• PASSAGE PROVIDED

********************

The Republican Party is currently doing everything it can to inflict as many unplanned, unwanted children on the world as possible.
Liberals call this the “War on Women”. I don’t like this term, because the war is not just against women — males lose from this Republican strategy as well. Boys are the ones who get beat up in school by the street gangs that the unwanted children tend to join. Men as well as women get mugged by the juvenile offenders that unwanted children are more likely to become. The Republican efforts are better described as the “War on Common Sense”.
And the Republicans are not just going after abortion, they’re fighting against insurance covering birth control.
It takes a lot of discipline to use condoms consistently enough to avoid pregnancy. For people in a long, monogamous relationship where disease transmission isn’t a big concern, really reliable and convenient birth control is best achieved through more expensive methods. That money pays for itself a hundred fold in improved quality of life for everyone, male and female.

********************

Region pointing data
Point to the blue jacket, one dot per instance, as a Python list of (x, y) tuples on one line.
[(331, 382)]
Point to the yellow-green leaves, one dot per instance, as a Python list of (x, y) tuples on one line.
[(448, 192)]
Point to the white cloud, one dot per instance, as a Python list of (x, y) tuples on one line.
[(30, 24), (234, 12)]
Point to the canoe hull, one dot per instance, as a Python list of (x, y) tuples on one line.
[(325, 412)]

********************

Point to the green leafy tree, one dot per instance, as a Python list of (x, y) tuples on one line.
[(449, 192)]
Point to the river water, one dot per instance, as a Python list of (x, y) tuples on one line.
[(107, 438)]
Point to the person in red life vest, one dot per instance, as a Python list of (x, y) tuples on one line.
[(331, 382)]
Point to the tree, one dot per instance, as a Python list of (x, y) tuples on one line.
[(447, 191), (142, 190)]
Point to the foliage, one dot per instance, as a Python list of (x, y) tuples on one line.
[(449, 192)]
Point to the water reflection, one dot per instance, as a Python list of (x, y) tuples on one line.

********************

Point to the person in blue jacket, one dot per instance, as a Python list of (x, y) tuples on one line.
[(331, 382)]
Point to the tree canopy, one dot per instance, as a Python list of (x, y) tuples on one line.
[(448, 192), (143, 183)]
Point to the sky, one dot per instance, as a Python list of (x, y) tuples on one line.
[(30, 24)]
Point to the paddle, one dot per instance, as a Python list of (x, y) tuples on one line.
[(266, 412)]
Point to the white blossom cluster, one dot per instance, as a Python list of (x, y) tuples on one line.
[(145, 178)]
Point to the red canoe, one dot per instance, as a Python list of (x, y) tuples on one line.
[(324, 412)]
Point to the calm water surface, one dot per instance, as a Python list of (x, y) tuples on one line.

********************

• ACTIVITY A
Answer these questions from the passage on the Republican Party and birth control:
(i) What term do liberals use for the Republican strategy?
(ii) What name does the writer consider a better description of the Republican efforts?
(iii) Besides abortion, what are the Republicans said to be fighting against?
• ACTIVITY B
Using the passage on the Republican Party and birth control, name every group of people it says are harmed by the street gangs or juvenile offenders it links to unwanted children.
• ACTIVITY C
From the passage on the Republican Party and birth control, write out the text starting at "It takes a lot" and ending at "male and female.".

• ANSWER AREA A
(i) The "War on Women"
(ii) The "War on Common Sense"
(iii) Insurance covering birth control

• ANSWER AREA B
Boys, men, women

• ANSWER AREA C
It takes a lot of discipline to use condoms consistently enough to avoid pregnancy. For people in a long, monogamous relationship where disease transmission isn’t a big concern, really reliable and convenient birth control is best achieved through more expensive methods. That money pays for itself a hundred fold in improved quality of life for everyone, male and female.